She appreciated the complexity and challenge of analyzing and simplifying issues in order to write about them in a way that would be easily understood by readers. Tackling topics in the political arena also enabled her to overcome reluctance about approaching people in power.

While Zeigler enjoyed working as a reporter, something seemed missing. She followed the advice of a colleague who suggested pursuing a field of interest during her free time. “I got a job as a grant writer for an animal shelter,” she says. And that experience led to a position as development project manager for the San Francisco Zoo. Later, she grafted her fundraising know-how with knowledge of environmental politics and writing as director of development for Yosemite Conservancy.

Today, in her role at the Nature Conservancy, she helps philanthropists who’ve made their fortunes on Wall Street or in business use their wealth to preserve the environment.

“I’ve realized over time that I can help make their dreams come true in the world,” she says. “They need charities to translate their dreams into reality. They need people who do the work they believe in.”

## RECORDS PROVIDED
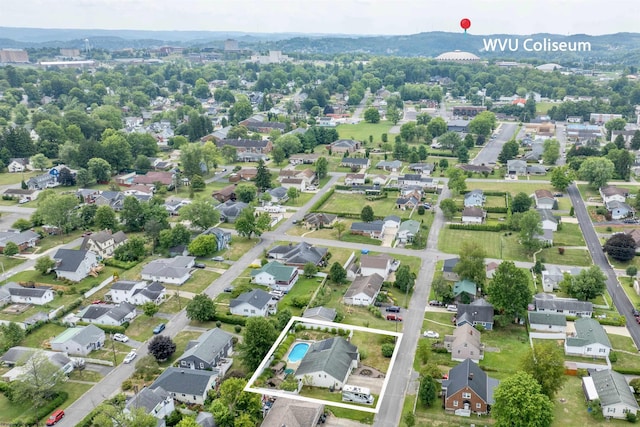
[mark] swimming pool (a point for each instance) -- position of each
(298, 351)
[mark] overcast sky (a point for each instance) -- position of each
(330, 16)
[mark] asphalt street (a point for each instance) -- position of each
(492, 148)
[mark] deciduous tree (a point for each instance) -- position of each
(161, 347)
(259, 336)
(509, 290)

## GOALS
#1 In the passage on Zeigler's career, what job did she get at an animal shelter?
#2 Keep going with the passage on Zeigler's career, picking up after its last sentence.
The listing isn't needed for this.

## THE RESPONSES
#1 She worked there as a grant writer.

#2
Lately, she has also been working to bring her own dreams to reality. She is preparing her first collection of short stories, which she hopes to get published, while also taking flying lessons to become a pilot.

“I love looking down and seeing Mona Lake in Owens Valley near where I grew up, and Lake Tahoe,” she says.

Although not part of her job, flying gives Zeigler a perspective that helps her literally see the value of what her work accomplishes.

Zeigler and her husband, Joseph McCrossen ’95, have stayed connected to the College. They performed several scenes during the Café des Arts held during Reunion 2006, including one from her original script, Wheat Closed.